> _WRITTEN INSTRUCTION A_
Copy the record labeled Block 1 below word for word, line by line, but leave out the picture.

> _TEXT BLOCK_
☆ ☆ ☆ ☆ ☆ ☆ ☆
High-throughput computational methods have emerged as a promising approach to this challenge.7,10,11 By combining density functional theory (DFT) calculations, materials databases, and automation, researchers can rapidly screen large numbers of hypothetical compounds.7 However, even these methods are limited by the time and computational resources required to evaluate each candidate.7,12 To overcome these limitations, artificial intelligence (AI) and machine learning (ML) techniques have been introduced, offering the potential to bypass expensive calculations and directly predict materials with desired characteristics.12–14 Yet, these tools are not without their flaws. One of the most persistent challenges is the accurate computational modelling of disorder (in this context: disorder = multiple elements sharing the same crystallographic site), which can lead AI models to misinterpret ordered or low symmetry variations of known materials as entirely new compounds.7,9 This is an artefact of the training data for the AI models, because DFT and other computational tools usually describe disorder by performing the calculations on ordered supercells of the smaller disordered structure.7,9 Given the major promises and high-impact on the potential future directions of materials science delivered by these AI models, it is critical to evaluate their capabilities before being deployed on a large scale.
☆ ☆ ☆ ☆ ☆ ☆ ☆
> _EXERCISE MATERIALS_
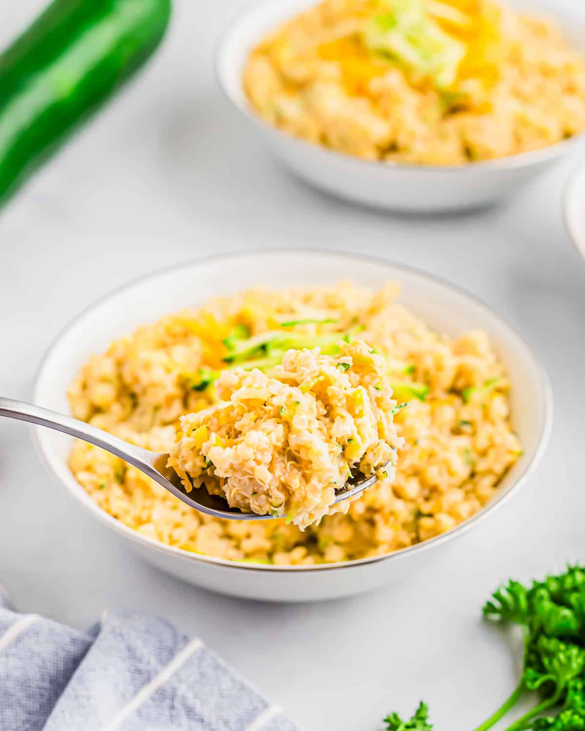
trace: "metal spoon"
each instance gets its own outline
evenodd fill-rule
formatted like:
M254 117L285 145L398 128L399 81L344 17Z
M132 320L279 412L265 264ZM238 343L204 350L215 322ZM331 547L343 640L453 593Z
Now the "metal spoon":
☆ ☆ ☆ ☆ ☆ ☆ ☆
> _WRITTEN INSTRUCTION B_
From the passage on computational materials discovery, list every abbreviation that is defined in parentheses, each with its full form.

> _FULL RESPONSE A_
trace: "metal spoon"
each instance gets its own outline
evenodd fill-rule
formatted like:
M254 117L285 145L398 128L399 81L344 17Z
M132 320L279 412L265 264ZM238 343L204 350L215 322ZM331 547L343 640L453 593Z
Now the "metal spoon":

> _FULL RESPONSE B_
- DFT: density functional theory
- AI: artificial intelligence
- ML: machine learning